— REQUIREMENTS —
Copy the stretch of data below word for word, from the start of the data through the line containing "point(349, 377)", including both ends.

(Excerpts of location labeling data)
· · · ·
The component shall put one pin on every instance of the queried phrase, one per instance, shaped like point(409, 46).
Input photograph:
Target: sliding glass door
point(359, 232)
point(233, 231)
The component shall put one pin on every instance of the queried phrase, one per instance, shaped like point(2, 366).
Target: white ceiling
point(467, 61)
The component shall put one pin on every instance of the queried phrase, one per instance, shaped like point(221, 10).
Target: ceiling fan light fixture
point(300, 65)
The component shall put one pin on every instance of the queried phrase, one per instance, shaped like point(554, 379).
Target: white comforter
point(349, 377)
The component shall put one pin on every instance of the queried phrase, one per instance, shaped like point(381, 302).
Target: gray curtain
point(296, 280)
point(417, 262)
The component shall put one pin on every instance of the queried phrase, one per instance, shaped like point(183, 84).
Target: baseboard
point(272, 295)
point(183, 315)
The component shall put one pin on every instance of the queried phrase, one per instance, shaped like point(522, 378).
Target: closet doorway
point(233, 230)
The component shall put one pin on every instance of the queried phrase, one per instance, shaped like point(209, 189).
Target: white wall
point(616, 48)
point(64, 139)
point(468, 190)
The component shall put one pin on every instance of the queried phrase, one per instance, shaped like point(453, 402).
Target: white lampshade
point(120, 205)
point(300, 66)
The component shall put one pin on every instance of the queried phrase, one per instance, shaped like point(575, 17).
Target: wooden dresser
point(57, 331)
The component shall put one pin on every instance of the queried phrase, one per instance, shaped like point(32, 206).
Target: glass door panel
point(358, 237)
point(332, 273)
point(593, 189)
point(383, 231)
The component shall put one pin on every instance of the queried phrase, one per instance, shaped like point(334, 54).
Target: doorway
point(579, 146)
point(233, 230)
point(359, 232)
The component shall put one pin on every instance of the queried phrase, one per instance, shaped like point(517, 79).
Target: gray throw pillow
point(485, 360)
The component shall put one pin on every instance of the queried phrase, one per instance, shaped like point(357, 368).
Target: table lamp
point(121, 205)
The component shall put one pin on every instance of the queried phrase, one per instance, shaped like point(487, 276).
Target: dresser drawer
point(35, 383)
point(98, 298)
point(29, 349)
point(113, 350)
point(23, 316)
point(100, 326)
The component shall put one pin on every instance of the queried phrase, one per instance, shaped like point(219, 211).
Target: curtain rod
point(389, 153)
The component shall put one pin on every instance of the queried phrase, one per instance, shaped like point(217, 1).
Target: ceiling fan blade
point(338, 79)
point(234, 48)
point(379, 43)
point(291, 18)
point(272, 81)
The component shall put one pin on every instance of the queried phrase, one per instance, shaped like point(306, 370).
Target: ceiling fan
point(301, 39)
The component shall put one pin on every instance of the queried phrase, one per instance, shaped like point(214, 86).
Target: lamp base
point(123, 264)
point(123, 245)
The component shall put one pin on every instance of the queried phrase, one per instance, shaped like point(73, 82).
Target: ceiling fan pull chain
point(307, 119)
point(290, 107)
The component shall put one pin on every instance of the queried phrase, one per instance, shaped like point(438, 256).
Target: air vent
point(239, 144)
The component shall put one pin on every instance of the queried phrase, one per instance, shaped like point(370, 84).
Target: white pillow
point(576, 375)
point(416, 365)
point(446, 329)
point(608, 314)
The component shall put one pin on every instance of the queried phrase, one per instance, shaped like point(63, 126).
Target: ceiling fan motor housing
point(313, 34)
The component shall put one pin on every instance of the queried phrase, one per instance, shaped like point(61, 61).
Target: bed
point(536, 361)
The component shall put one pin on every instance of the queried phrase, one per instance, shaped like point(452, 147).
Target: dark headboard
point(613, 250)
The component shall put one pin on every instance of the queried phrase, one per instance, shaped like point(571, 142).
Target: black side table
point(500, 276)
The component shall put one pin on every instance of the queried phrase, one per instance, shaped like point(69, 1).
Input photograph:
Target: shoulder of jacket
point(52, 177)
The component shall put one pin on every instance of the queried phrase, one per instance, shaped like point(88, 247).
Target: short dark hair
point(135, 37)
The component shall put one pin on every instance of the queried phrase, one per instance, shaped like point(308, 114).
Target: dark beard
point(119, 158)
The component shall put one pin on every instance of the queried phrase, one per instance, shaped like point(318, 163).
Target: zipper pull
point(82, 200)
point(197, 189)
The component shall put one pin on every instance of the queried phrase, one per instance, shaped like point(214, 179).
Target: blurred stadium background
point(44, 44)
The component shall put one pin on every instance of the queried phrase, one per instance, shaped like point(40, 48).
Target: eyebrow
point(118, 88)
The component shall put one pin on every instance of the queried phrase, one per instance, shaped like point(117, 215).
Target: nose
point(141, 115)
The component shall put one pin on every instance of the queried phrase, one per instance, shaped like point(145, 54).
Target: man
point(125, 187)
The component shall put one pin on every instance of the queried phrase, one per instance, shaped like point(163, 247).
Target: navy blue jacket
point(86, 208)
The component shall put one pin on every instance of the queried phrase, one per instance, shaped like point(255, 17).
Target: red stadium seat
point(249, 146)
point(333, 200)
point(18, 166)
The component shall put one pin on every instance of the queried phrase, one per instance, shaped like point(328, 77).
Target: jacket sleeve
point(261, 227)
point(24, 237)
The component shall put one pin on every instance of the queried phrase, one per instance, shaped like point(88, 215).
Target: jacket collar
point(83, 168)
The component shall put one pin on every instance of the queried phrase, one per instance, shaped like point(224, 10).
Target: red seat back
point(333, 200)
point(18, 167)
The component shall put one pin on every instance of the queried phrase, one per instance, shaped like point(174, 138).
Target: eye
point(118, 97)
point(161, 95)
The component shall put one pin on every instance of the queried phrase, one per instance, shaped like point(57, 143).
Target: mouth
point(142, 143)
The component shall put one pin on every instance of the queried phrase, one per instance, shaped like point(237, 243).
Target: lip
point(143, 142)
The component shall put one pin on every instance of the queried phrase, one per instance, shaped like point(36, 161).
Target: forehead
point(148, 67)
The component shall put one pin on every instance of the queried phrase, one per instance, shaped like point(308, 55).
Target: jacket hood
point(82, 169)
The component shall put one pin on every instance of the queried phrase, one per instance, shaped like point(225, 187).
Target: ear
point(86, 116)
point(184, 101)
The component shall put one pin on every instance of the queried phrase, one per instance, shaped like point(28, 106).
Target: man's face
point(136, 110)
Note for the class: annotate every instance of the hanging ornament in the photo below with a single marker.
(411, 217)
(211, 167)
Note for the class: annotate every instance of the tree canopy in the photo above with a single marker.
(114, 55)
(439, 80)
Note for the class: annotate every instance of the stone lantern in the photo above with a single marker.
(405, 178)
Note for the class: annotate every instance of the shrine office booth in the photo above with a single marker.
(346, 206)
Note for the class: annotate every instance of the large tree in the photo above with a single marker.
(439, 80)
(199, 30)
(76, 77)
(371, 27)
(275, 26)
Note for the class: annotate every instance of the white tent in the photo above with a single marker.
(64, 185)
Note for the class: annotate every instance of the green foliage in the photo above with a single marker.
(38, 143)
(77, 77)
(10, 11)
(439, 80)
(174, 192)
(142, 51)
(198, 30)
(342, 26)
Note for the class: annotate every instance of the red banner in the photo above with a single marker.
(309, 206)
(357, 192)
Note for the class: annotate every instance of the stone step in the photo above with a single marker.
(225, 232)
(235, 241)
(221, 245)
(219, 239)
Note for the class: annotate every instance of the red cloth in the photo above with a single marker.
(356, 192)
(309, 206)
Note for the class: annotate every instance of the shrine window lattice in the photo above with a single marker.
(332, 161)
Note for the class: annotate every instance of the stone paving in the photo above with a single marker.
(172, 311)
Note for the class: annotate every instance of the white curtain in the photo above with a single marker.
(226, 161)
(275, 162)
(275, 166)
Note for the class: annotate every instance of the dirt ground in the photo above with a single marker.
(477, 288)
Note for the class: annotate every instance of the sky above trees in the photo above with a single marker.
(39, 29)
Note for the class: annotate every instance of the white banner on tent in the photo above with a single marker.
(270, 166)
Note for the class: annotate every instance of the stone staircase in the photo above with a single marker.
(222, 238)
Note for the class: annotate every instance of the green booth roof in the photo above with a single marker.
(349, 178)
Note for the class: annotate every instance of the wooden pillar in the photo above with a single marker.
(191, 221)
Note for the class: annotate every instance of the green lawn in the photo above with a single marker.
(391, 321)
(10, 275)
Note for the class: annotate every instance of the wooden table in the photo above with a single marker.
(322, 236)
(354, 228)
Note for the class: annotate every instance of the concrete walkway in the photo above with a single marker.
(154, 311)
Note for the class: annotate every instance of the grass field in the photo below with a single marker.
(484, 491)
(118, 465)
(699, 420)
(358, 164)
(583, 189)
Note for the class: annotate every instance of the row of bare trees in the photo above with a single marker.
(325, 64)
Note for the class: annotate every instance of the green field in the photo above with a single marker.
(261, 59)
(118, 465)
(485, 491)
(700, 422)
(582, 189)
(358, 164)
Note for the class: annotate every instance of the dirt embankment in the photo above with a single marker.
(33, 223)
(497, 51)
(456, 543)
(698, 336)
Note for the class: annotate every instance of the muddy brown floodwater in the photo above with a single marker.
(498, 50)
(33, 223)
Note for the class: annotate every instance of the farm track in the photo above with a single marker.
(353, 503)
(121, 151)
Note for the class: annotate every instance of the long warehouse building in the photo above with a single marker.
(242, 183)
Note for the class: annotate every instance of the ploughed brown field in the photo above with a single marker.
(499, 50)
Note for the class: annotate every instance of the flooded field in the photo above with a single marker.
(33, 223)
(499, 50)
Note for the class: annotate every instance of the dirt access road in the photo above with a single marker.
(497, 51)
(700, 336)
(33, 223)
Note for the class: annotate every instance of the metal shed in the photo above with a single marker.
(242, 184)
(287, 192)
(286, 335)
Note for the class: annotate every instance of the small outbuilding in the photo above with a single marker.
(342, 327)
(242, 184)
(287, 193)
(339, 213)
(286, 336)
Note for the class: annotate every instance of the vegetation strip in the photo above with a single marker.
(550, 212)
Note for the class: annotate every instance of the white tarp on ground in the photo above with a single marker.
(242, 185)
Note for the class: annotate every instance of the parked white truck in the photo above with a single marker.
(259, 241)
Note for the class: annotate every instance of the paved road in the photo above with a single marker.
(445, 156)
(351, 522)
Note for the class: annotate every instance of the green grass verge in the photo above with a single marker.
· · · ·
— EXERCISE RESULT —
The component shall put one pin on every instance of the queried phrase, one per instance, shaped like point(409, 46).
Input photograph:
Target: sliding glass door
point(359, 232)
point(233, 231)
The component shall put one pin on every instance of the queried phrase, one per instance, shaped like point(2, 366).
Target: white ceiling
point(467, 61)
The component shall put one pin on every instance of the queried phrase, one per instance, shaped like point(221, 10).
Target: ceiling fan light fixture
point(300, 65)
The component shall put one pin on every instance of the queried phrase, one per instance, shaped like point(554, 379).
Target: white comforter
point(349, 377)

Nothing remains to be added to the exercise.